→ Task directions
The records below should be set down in full, please, without any change.

→ Record excerpts

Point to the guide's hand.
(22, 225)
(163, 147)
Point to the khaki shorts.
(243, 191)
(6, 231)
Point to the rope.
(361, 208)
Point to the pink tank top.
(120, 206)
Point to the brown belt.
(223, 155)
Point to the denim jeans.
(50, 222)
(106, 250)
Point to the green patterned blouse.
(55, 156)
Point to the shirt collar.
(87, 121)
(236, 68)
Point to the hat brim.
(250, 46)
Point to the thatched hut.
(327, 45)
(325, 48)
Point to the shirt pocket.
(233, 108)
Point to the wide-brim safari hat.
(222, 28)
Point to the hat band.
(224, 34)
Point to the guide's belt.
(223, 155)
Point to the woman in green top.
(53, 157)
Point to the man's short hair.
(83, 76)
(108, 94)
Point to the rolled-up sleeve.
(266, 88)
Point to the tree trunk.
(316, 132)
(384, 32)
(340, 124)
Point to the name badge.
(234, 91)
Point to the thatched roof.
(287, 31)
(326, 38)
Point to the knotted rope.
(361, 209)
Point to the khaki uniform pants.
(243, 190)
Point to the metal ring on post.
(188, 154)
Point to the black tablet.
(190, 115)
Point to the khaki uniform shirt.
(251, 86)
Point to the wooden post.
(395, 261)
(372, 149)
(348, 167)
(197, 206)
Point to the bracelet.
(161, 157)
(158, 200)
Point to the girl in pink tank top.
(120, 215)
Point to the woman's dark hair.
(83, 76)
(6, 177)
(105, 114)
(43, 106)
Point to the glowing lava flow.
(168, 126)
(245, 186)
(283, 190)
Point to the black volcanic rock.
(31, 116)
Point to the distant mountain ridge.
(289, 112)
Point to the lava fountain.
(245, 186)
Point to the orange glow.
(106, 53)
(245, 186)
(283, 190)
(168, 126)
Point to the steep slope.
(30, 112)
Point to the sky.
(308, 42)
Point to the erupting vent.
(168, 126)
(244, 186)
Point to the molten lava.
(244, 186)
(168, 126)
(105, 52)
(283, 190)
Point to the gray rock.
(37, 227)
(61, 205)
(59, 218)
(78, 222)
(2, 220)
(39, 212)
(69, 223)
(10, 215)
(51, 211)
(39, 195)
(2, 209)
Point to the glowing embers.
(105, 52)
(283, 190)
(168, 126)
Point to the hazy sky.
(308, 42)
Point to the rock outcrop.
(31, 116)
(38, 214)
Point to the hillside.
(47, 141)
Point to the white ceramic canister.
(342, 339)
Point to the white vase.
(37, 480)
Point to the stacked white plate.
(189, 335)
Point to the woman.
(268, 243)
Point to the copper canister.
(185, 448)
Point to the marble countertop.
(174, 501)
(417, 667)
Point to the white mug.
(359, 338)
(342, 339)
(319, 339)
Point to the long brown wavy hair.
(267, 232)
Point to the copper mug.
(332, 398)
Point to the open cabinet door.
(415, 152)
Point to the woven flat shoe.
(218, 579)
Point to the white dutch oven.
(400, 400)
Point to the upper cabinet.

→ Response for this exercise
Point to the guide's hand.
(22, 225)
(163, 147)
Point to the khaki shorts.
(243, 191)
(6, 231)
Point to the rope.
(361, 208)
Point to the pink tank top.
(120, 206)
Point to the brown belt.
(223, 155)
Point to the denim jeans.
(50, 222)
(106, 250)
Point to the green patterned blouse.
(55, 156)
Point to the shirt collar.
(87, 121)
(236, 68)
Point to the hat brim.
(250, 46)
Point to the thatched hut.
(327, 45)
(325, 48)
Point to the shirt pocket.
(233, 108)
Point to the wide-brim safari hat.
(222, 28)
Point to the hat band.
(224, 34)
Point to the guide's belt.
(223, 155)
Point to the woman in green top.
(53, 157)
Point to the man's short hair.
(83, 76)
(108, 94)
Point to the rolled-up sleeve.
(266, 88)
Point to the tree trunk.
(316, 132)
(384, 32)
(340, 124)
Point to the name badge.
(234, 91)
Point to the thatched roof.
(287, 31)
(326, 38)
Point to the knotted rope.
(361, 209)
Point to the khaki uniform pants.
(243, 190)
Point to the metal ring on post.
(188, 154)
Point to the black tablet.
(190, 115)
Point to the khaki uniform shirt.
(251, 86)
Point to the wooden post.
(395, 261)
(372, 149)
(348, 167)
(197, 206)
Point to the bracelet.
(161, 157)
(158, 200)
Point to the girl in pink tank top.
(120, 215)
Point to the woman's dark hair.
(83, 76)
(6, 177)
(105, 114)
(43, 106)
Point to the glowing lava flow.
(168, 126)
(245, 186)
(283, 190)
Point to the black volcanic rock.
(31, 116)
Point to the distant mountain ridge.
(289, 112)
Point to the lava fountain.
(245, 186)
Point to the orange glow.
(106, 53)
(245, 186)
(283, 190)
(168, 126)
Point to the steep slope.
(30, 112)
Point to the sky.
(308, 42)
Point to the erupting vent.
(168, 126)
(244, 186)
Point to the molten lava.
(244, 186)
(168, 126)
(105, 52)
(283, 190)
Point to the gray rock.
(37, 227)
(61, 205)
(59, 218)
(78, 222)
(2, 220)
(39, 212)
(69, 223)
(10, 215)
(51, 211)
(39, 195)
(2, 209)
Point to the glowing embers.
(105, 52)
(283, 190)
(168, 126)
Point to the hazy sky.
(308, 42)
Point to the rock outcrop.
(31, 116)
(38, 214)
Point to the hillside.
(47, 141)
Point to the white ceramic canister.
(342, 339)
Point to the white vase.
(37, 480)
Point to the stacked white plate.
(189, 335)
Point to the woman.
(268, 243)
Point to the copper canister.
(185, 448)
Point to the marble countertop.
(174, 501)
(417, 667)
Point to the white mug.
(359, 338)
(342, 339)
(319, 339)
Point to the long brown wavy hair.
(267, 232)
Point to the copper mug.
(332, 398)
Point to the open cabinet door.
(415, 152)
Point to the woven flat shoe.
(218, 579)
Point to the white dutch oven.
(400, 400)
Point to the upper cabinet.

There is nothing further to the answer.